**Records:**
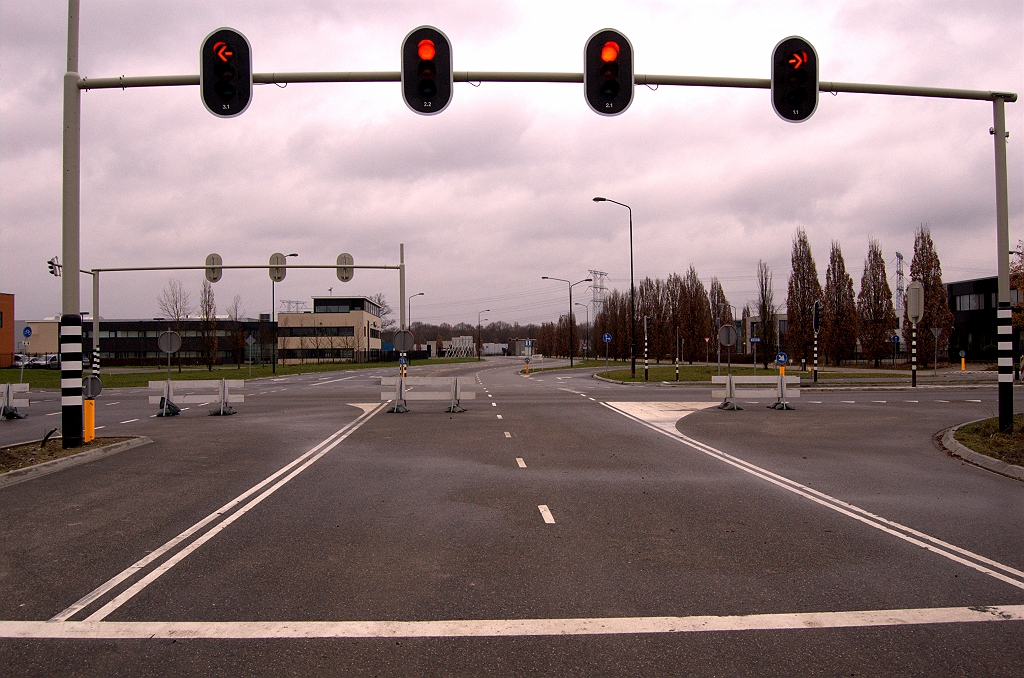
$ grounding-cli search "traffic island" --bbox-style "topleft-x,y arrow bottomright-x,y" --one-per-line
0,436 -> 153,488
942,414 -> 1024,480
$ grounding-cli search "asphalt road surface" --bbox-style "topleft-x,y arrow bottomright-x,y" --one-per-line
0,359 -> 1024,676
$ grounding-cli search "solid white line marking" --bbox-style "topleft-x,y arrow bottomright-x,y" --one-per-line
0,605 -> 1024,640
601,402 -> 1024,589
50,402 -> 388,622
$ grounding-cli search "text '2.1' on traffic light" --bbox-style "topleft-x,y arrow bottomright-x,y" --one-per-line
199,29 -> 253,118
771,36 -> 818,123
583,29 -> 633,116
401,26 -> 455,116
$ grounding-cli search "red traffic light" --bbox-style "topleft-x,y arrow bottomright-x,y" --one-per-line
416,40 -> 437,61
601,40 -> 618,61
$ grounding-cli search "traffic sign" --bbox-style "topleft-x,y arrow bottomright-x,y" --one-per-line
199,29 -> 253,118
718,325 -> 736,346
906,281 -> 925,325
394,330 -> 415,353
157,332 -> 181,353
338,252 -> 355,283
267,252 -> 288,283
206,254 -> 224,283
82,374 -> 103,397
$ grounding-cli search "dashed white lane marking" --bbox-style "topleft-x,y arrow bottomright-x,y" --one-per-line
601,402 -> 1024,589
55,402 -> 387,624
307,374 -> 355,390
8,605 -> 1024,640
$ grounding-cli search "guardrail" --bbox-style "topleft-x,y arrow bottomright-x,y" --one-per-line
711,375 -> 800,410
0,384 -> 29,419
150,379 -> 246,417
380,377 -> 476,413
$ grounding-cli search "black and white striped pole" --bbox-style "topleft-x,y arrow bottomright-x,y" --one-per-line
60,313 -> 84,449
906,281 -> 925,386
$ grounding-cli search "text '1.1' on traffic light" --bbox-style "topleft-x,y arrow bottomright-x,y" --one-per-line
199,29 -> 253,118
401,26 -> 455,116
771,36 -> 818,123
583,29 -> 633,116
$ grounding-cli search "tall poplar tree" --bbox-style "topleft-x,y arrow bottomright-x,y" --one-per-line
903,223 -> 953,367
785,228 -> 821,361
757,260 -> 778,368
857,240 -> 899,367
819,241 -> 857,366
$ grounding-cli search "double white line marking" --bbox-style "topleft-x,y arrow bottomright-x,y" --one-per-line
50,402 -> 387,622
601,402 -> 1024,589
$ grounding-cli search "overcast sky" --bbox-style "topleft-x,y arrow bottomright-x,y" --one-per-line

**EXERCISE TASK:**
Replace every occurrence of "traffic light" with "signal head" throughout the listing above, leaving everything else unchanged. Omit the pictures from the output.

**THE SOLUTION:**
$ grounding-cli search "traffic island" --bbox-style "topleft-x,y arrow bottomright-x,y" --one-per-line
0,436 -> 153,488
942,414 -> 1024,480
$ grounding-cli search "asphalt road surface" --bbox-style "topleft-x,y arrow bottomright-x,y" --one-per-line
0,359 -> 1024,676
$ grounding-cli search "solid white line marking" --bbox-style "topleft-x,y arrow bottomright-x,y" --one-per-line
0,605 -> 1024,640
601,402 -> 1024,589
50,402 -> 388,622
$ grounding-cli search "text '2.1' on signal head" --bbox-style "topleft-x,y arrow bottomright-x,y" --one-per-line
199,29 -> 253,118
771,36 -> 818,123
583,29 -> 633,116
401,26 -> 455,116
$ grounding-cli search "red signal head" --bbox-style "topleft-x,y arrow bottomright-x,y" --one-per-line
416,40 -> 437,61
601,40 -> 618,61
$ grounding-cli search "traffic sign" --bbox-style "topleft-x,y arrow bottomright-x,y" --one-per-line
199,29 -> 253,118
718,325 -> 736,346
906,281 -> 925,325
394,330 -> 415,353
157,332 -> 181,353
338,252 -> 355,283
267,252 -> 288,283
206,254 -> 224,283
82,374 -> 103,397
$ grounding-cli search "dashed white lane marking" --bbox-style "topleft-x,y arrow bottomright-x,y" --one-per-line
601,402 -> 1024,589
55,402 -> 387,624
307,374 -> 355,390
8,605 -> 1024,640
$ grounding-cli search "guardrail" --bbox-style "topleft-x,y arrow bottomright-x,y" --one-per-line
711,375 -> 800,410
0,384 -> 29,419
150,379 -> 246,417
380,377 -> 476,413
$ grounding-cli search "black and white striped pole" --bbox-style "topleft-x,y arrow bottomright-x,y" --one-per-line
60,313 -> 84,449
906,281 -> 925,386
$ grounding-cli search "text '1.1' on signal head" --bbox-style "topleft-x,y arrow bottomright-x,y" --one-per-line
199,29 -> 253,118
401,26 -> 455,116
771,36 -> 818,123
583,29 -> 633,116
$ grounding-cli search "tall poplar tree" --bbox-style "topleft-x,y arrow bottomright-x,y" --one-per-line
903,223 -> 953,367
785,228 -> 821,361
757,260 -> 778,368
857,240 -> 899,367
819,241 -> 857,366
$ grounding-cli search "double white line marking" --bbox-style "topleft-x,y arrow bottomright-x,y" --one-per-line
50,402 -> 387,622
601,402 -> 1024,589
$ grounding-cli search "overcast sky" --bbox-style "topleft-x,y arrow bottomright-x,y" --one-per-line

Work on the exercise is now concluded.